__Document section__

Small business sentiment plunges to 48-year low as inflation worries mount

34% of small business owners said rising prices are their single most important problem

Small business confidence dropped again in June as fears over white-hot inflation persisted, with the most business owners since 1980 reporting that rising prices were their single most important problem, according to a new survey published on Tuesday.

The National Federation of Independent Businesses, a Tennessee-based association of small business owners, said its Small Business Optimism Index fell to 89.5 last month, the sixth straight month of readings below the 48-year average of 98. 

The outlook is increasingly dark for many small businesses, with the percentage of owners expecting better business conditions over the next six months falling to the lowest level recorded in the 48-year-old survey. Expectations for better business conditions have deteriorated consecutively over the past six months.

The biggest problem, according to the survey, is inflation: 34% of small business owners reported that rising prices are their single most important problem in operating their business, the highest reading since 1980. 


small business closed, inflation

In this April 2, 2020 file photo, a notice of closure is posted at The Great Frame Up in Grosse Pointe Woods, Mich. (AP Photo/Paul Sancya, File / AP Images)

"As inflation continues to dominate business decisions, small business owners’ expectations for better business conditions have reached a new low," NFIB chief economist Bill Dunkelberg said in a statement. "On top of the immediate challenges facing small business owners including inflation and worker shortages, the outlook for economic policy is not encouraging either as policy talks have shifted to tax increases and more regulations." 


Scorching hot inflation has forced the Federal Reserve to move at the most rapid pace in decades to raise interest rates in order to tame consumer demand, raising fears on Wall Street of a slowdown in growth or even a potential recession. Policymakers approved a 75-basis point rate hike in June, the first since 1994, and are expected to raise rates by another 75-basis points in July.

__Source material__
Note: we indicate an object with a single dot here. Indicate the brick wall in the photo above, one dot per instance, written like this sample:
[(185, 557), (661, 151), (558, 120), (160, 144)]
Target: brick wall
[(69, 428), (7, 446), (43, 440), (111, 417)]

__Check your understanding__
**1.** For the article on small business sentiment, say whether each statement agrees with it, answering yes or no and quoting the article's deciding words: (a) The June reading of the Small Business Optimism Index was below the survey's 48-year average. (b) The Federal Reserve approved a 50-basis point rate hike in June. (c) The National Federation of Independent Businesses is based in Tennessee.
**2.** Write the next part of the article on small business sentiment, continuing after its final sentence about the Federal Reserve's rate hikes.

__Answers to the problems__
**1.**
(a) Yes: "the sixth straight month of readings below the 48-year average of 98"
(b) No: "Policymakers approved a 75-basis point rate hike in June"
(c) Yes: "a Tennessee-based association of small business owners"

**2.**
Businesses also struggled to onboard new employees, with half of owners reporting that they could not fill open jobs. The Labor Department reported last week that there were 11.3 million open jobs at the end of May. The number of available jobs has topped 10 million for eight consecutive months; before the pandemic began in February 2020, the highest on record was 7.7 million.

Federal Reserve

A man wearing a mask walks past the U.S. Federal Reserve building in Washington D.C., the United States, on April 29, 2020. (Xinhua/Liu Jie via Getty Images / Getty Images)

Of the small businesses trying to hire new workers, a stunning 94% reported that few or no qualified individuals applied for the position they were trying to fill. 

The Fed is trying to cool the job market without causing unemployment to increase too much.  


Faced with a worker shortage, small businesses have responded by raising wages: 48% of respondents said they increased pay in June, while 28% of owners plan to increase compensation in the next three months. In all, 8% of business owners have cited labor costs as the biggest problem facing their business, while 23% said it was labor quality.